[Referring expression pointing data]
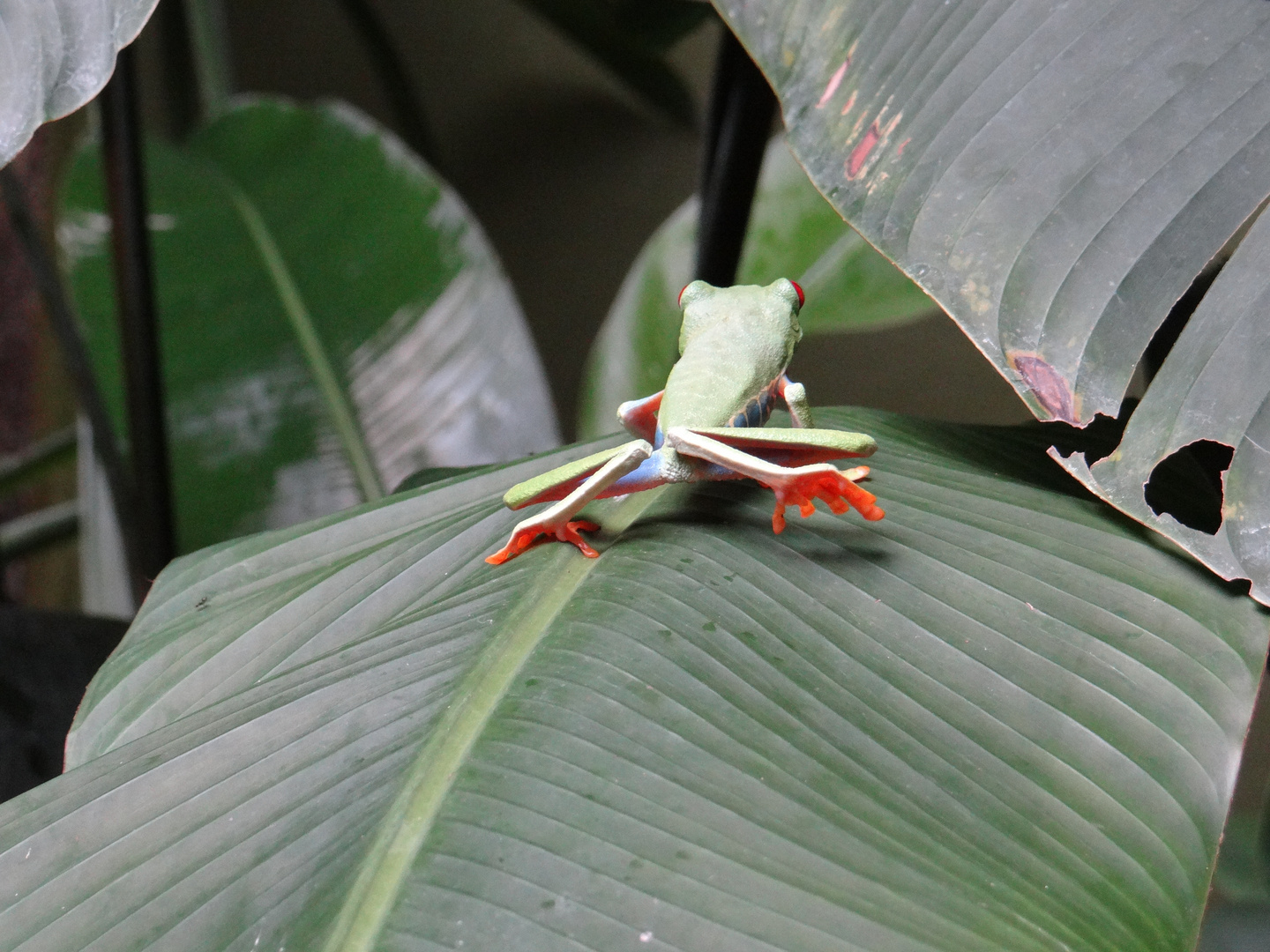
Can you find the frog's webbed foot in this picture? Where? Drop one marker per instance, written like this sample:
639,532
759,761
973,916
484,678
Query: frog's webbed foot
526,539
557,521
837,489
793,484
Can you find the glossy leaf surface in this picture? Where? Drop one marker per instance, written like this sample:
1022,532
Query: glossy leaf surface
793,234
1214,386
1004,718
56,55
332,319
1056,175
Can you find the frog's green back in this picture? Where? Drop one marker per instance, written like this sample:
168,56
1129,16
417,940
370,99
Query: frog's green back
733,343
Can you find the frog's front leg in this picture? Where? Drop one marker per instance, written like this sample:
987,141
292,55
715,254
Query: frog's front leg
793,485
639,417
557,519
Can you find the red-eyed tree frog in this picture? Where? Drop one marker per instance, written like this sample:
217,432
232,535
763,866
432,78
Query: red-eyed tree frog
707,424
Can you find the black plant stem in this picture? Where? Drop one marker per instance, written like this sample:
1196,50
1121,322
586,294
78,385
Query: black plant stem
742,106
138,331
394,78
61,317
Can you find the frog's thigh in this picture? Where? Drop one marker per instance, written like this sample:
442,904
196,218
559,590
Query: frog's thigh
703,447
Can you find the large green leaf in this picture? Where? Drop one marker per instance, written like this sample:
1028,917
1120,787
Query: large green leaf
56,55
1056,175
1004,718
1213,386
332,319
793,234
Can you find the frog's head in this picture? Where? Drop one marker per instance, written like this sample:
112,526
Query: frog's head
755,311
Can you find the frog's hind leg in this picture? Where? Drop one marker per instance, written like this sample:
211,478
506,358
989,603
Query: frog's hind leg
794,485
557,519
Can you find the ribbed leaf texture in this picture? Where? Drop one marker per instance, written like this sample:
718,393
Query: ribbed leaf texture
1004,718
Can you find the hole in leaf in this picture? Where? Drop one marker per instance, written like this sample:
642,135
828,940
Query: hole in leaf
1188,485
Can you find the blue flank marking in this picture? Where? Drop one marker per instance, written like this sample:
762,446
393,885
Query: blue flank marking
757,412
644,476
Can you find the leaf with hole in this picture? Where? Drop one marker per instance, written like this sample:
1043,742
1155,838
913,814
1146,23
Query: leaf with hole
1054,175
793,234
1004,718
332,317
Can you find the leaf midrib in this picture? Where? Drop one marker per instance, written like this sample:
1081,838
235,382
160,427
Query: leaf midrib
343,418
413,813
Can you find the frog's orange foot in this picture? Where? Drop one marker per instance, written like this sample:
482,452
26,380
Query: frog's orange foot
836,489
526,539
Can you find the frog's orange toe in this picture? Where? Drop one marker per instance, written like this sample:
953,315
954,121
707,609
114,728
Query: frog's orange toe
524,539
569,533
836,489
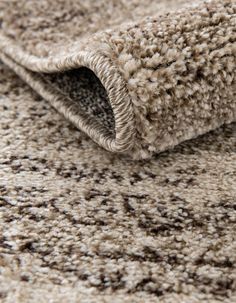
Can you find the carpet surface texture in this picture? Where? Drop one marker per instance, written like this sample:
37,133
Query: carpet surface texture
160,77
84,220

EXERCISE BRIEF: Please retype the data exactly as it appears, but without any of its pictures.

OUTPUT OF THE TASK:
Can you find the frog's webbed foot in this picture? Where? Drop one marker per instance, written like this sample:
639,532
759,761
973,916
484,678
Query: frog's webbed foot
526,539
557,521
837,489
793,484
Can you find the glossy leaf surface in this picture? Where? Drop one marker per instance, written like this sample:
1022,532
Query: glossy leaf surface
793,234
1214,386
1004,718
56,55
332,319
1056,175
Can you find the frog's green back in this picture? Where? Drop one marker per instance, written like this sample:
168,56
1129,16
417,940
370,99
Query: frog's green back
733,343
Can you find the frog's front leg in this picture? Where? Drop one marker per instance, written like this sample:
987,141
292,55
715,254
Query: frog's front leg
793,485
639,417
557,519
Can you find the red-eyed tree frog in this picture? Where? Drop one marker per instance, written like this sample:
217,432
232,535
763,866
432,78
Query: red-eyed tree frog
707,424
Can you find the black plant stem in this picture? Where? Drop one marker per instance, written like this sample:
1196,50
1121,322
586,294
78,385
Query: black plant stem
742,106
138,331
394,78
61,317
Can you find the frog's thigh in this picture? Where? Drop one marker per instance, written like this sample:
442,904
196,218
559,590
Query: frog's thigh
703,447
Can you find the large green leaf in this picture? Where? Drop one marker per instance, written like this sample:
1028,917
1120,787
Query: large green leaf
56,55
1056,175
1004,718
1213,386
332,319
793,234
Can you find the frog's head in this picture? Where? Drop one marker per instance, written like this sample:
112,526
Query: frog's head
755,311
Can you find the frog's hind leg in this picture? Where? Drop one marker per instance, written like this sample:
211,478
506,358
989,603
Query: frog's hind leg
794,485
557,519
Can you find the ribbed leaf texture in this picture? Where? Drop one marker per instance, written like this sample:
718,393
Query: ribbed leaf texture
1004,718
Can you find the hole in leaf in this picture? Where? Drop one marker per instance, written like this sample:
642,135
828,940
Query: hole in leaf
1188,485
Can you find the blue flank marking in this picture? Where? Drop one marker per instance, written like this sample:
762,446
393,885
Query: blue flank marking
757,412
644,476
Can you find the leaf with hole in this picture? Where? Drop one marker per instance, written like this sample:
1043,742
1155,838
913,814
1146,23
Query: leaf with hole
1054,175
793,234
1004,718
332,317
Can you find the leaf midrib in this picture? Where? Drop one marker per instance, written like this sample:
1081,838
235,382
160,427
Query: leaf midrib
343,418
413,813
Can you find the frog's orange foot in this picture? Where? Drop one marker per instance, written like this sample:
482,452
26,380
Query: frog's orange foot
836,489
526,539
Can you find the frog's orange toe in this picture? Where? Drop one marker per instance, written like this sample:
953,315
954,121
707,609
114,728
Query: frog's orange toe
524,539
569,533
836,489
Can you find the carpet surface texture in this picture? Where? Drop one marker per instance, written like this sample:
37,133
Query: carpet surface texture
160,77
84,220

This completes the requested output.